Background to the project

The provision of healthy modern housing ‘for all’ was one of the first and foremost ideals of the Modern Movement, and inspired a vast wave of planning and building across the world during the 20th century. Initially confined, between the wars, to avant garde projects in Europe and America, after 1945 mass housing underwent a dramatic expansion in pace and scale, as countries east and west sought to build for, and mobilise, their ‘people’.

In the last quarter of the century, even as these programmes fell into disrepute and decline in their heartlands, the baton was passed on to other countries, such as Singapore, Hong Kong and South Korea, where the narrative of Modern mass housing was reinvigorated for the next century. In sharp contrast to the commodification and debasement of much Modernist ‘form’ by contemporary ‘iconic signature architecture’, this is a unique example of a key Modernist project that actually continues and thrives today, with very little compromise of its original ideals.

As heritage, the built legacies of this diverse and multi-generational adventure are almost always too controversial to qualify for conservation strategies. Instead, therefore, recording and inventorisation must almost entirely represent the heritage interest in this field. In the recognition of that fact, ISC/U+L has launched a multi-strand analysis and database project focused on mass housing, including research in key centres of activity, and pilot database initiatives.

Building on initial pilot studies within Scotland and England, the International Mass Housing Image Bank represents a first stage in that strategy. Using a WordPress blog subdivided under headings corresponding to the constituent working groups of DOCOMOMO (and in a hierarchy of towns and individual projects: see headings and subheadings accessible from this page→), it is intended to provide an open-access, copyright-free library of ‘historic images’, mostly taken c.1970-80, of significant housing projects in each working-group territory.

Initially, the Image Bank will be managed and augmented centrally by ISC/U+L, working from our own photo archive in the first instance, but it is hoped soon to enhance the system to allow the uploading of images supplied by working-groups - perhaps as a part of future DOCOMOMO ‘homework’.

- [Information shown]
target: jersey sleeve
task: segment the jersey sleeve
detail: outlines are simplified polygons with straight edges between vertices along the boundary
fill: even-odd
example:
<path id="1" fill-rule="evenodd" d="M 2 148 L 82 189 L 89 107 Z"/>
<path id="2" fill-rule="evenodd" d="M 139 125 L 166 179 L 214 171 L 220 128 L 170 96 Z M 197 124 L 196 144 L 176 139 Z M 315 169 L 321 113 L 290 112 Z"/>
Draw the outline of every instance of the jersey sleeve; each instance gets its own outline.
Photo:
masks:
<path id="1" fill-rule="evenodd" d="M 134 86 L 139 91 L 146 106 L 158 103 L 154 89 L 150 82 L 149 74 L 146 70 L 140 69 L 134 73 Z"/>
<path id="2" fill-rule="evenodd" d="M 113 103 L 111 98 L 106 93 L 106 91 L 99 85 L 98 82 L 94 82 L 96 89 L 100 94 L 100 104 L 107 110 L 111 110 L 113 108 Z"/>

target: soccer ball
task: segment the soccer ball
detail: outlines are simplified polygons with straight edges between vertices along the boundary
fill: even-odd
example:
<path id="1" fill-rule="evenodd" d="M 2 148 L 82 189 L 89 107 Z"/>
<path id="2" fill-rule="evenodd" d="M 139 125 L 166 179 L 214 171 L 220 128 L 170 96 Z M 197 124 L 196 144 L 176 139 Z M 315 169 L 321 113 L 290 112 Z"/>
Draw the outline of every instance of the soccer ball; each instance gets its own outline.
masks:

- [Parts of the exercise]
(1) Answer these about the mass housing background text:
(a) Which countries took up Modern mass housing in the last quarter of the century?
(b) Roughly when were most of the Image Bank's historic images taken?
(c) What platform does the Image Bank use?
(2) Render every line of the two rows, for the jersey sleeve and the soccer ball, as a JSON list of strings with one string per line and blank lines omitted.

- [Solutions for each task]
(1)
(a) Singapore, Hong Kong and South Korea.
(b) c.1970-80.
(c) A WordPress blog.

(2)
[
  "target: jersey sleeve",
  "task: segment the jersey sleeve",
  "detail: outlines are simplified polygons with straight edges between vertices along the boundary",
  "fill: even-odd",
  "example:",
  "<path id=\"1\" fill-rule=\"evenodd\" d=\"M 2 148 L 82 189 L 89 107 Z\"/>",
  "<path id=\"2\" fill-rule=\"evenodd\" d=\"M 139 125 L 166 179 L 214 171 L 220 128 L 170 96 Z M 197 124 L 196 144 L 176 139 Z M 315 169 L 321 113 L 290 112 Z\"/>",
  "Draw the outline of every instance of the jersey sleeve; each instance gets its own outline.",
  "Photo:",
  "masks:",
  "<path id=\"1\" fill-rule=\"evenodd\" d=\"M 134 86 L 139 91 L 146 106 L 158 103 L 154 89 L 150 82 L 149 74 L 146 70 L 140 69 L 134 73 Z\"/>",
  "<path id=\"2\" fill-rule=\"evenodd\" d=\"M 113 103 L 111 98 L 106 93 L 106 91 L 99 85 L 98 82 L 94 82 L 96 89 L 100 94 L 100 104 L 107 110 L 111 110 L 113 108 Z\"/>",
  "target: soccer ball",
  "task: segment the soccer ball",
  "detail: outlines are simplified polygons with straight edges between vertices along the boundary",
  "fill: even-odd",
  "example:",
  "<path id=\"1\" fill-rule=\"evenodd\" d=\"M 2 148 L 82 189 L 89 107 Z\"/>",
  "<path id=\"2\" fill-rule=\"evenodd\" d=\"M 139 125 L 166 179 L 214 171 L 220 128 L 170 96 Z M 197 124 L 196 144 L 176 139 Z M 315 169 L 321 113 L 290 112 Z\"/>",
  "Draw the outline of every instance of the soccer ball; each instance gets its own outline.",
  "masks:"
]